• _PROBLEM DESCRIPTION_
Rewrite the lines from the line containing "point_to reports the position of each instance of the autumn" through the end of the material, renaming "autumn foliage" to "fall foliage" and leaving everything else unchanged.

==== DATA LINES ====

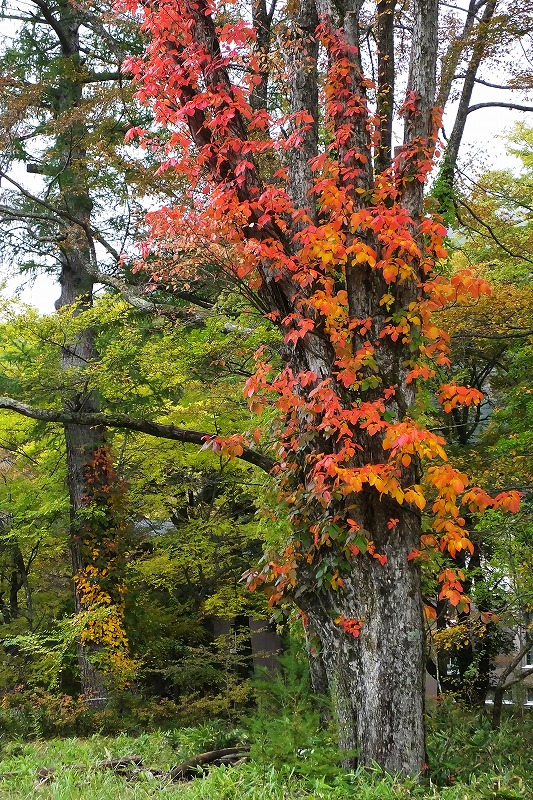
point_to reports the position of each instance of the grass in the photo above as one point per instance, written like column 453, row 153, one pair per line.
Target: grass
column 468, row 762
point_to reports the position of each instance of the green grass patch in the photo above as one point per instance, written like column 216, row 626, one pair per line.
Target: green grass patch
column 469, row 761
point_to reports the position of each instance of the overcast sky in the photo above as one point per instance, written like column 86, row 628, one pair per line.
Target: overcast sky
column 483, row 142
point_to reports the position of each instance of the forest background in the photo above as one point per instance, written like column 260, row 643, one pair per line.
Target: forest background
column 116, row 567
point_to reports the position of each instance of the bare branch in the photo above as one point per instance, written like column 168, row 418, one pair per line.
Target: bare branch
column 513, row 106
column 149, row 427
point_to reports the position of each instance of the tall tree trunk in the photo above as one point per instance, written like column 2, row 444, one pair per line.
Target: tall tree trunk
column 82, row 443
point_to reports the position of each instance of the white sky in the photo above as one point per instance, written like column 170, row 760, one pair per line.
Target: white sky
column 483, row 143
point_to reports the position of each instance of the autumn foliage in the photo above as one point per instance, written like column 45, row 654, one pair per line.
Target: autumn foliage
column 258, row 235
column 293, row 206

====

• _FULL ANSWER_
point_to reports the position of each instance of the fall foliage in the photo above as one point per instance, written like column 45, row 654, one pair per line.
Target: fall foliage
column 258, row 235
column 293, row 206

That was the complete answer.